> _GIVEN TASK_
Convert the lines of the material from the line containing "sand shown in this photo, matching this sample?" up to and including the line containing "point(44, 107)" into a numbered list, omitting any blank lines. Include no other lines.

== DATA SECTION

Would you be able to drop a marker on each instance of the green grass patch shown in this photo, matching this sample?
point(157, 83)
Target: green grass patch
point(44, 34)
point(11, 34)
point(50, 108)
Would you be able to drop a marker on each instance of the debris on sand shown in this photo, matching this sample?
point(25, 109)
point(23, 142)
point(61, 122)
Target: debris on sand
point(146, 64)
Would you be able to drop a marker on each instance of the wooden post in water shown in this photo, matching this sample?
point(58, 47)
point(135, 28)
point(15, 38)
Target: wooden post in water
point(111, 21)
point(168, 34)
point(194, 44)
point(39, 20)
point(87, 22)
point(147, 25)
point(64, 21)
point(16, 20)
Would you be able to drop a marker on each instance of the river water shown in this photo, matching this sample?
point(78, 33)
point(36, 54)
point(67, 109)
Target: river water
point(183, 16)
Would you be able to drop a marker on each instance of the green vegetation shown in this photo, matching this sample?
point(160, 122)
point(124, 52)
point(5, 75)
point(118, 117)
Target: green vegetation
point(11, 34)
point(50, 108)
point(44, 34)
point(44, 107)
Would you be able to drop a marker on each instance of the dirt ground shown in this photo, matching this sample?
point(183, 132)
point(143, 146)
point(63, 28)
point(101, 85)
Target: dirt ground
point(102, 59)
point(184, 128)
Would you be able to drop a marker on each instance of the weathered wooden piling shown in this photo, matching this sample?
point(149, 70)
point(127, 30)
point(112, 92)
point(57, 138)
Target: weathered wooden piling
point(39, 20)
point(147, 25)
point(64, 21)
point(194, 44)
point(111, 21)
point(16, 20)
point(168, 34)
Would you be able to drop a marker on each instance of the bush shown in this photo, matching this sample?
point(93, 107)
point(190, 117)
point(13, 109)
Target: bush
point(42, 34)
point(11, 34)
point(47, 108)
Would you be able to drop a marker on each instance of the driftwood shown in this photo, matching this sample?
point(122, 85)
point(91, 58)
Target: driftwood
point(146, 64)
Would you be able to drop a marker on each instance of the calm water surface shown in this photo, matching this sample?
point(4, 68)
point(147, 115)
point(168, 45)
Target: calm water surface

====

> _SOLUTION TO THE EXERCISE_
1. Would you be able to drop a marker on each instance of the debris on sand shown in this photo, matching this sample?
2. point(25, 109)
3. point(23, 142)
4. point(61, 122)
5. Target: debris on sand
6. point(146, 64)
7. Would you be able to drop a marker on each instance of the wooden post in water shown in this photo, matching this sample?
8. point(58, 47)
9. point(135, 28)
10. point(15, 38)
11. Target: wooden post in water
12. point(111, 21)
13. point(168, 34)
14. point(194, 44)
15. point(39, 20)
16. point(87, 22)
17. point(147, 25)
18. point(64, 21)
19. point(16, 20)
20. Would you be able to drop a marker on each instance of the river water shown in this photo, matching this sample?
21. point(78, 33)
22. point(36, 54)
23. point(67, 109)
24. Target: river water
25. point(183, 16)
26. Would you be able to drop a marker on each instance of the green vegetation shown in this photo, matching this sample?
27. point(160, 122)
28. point(124, 52)
29. point(5, 75)
30. point(118, 117)
31. Target: green vegetation
32. point(11, 34)
33. point(50, 108)
34. point(44, 34)
35. point(44, 107)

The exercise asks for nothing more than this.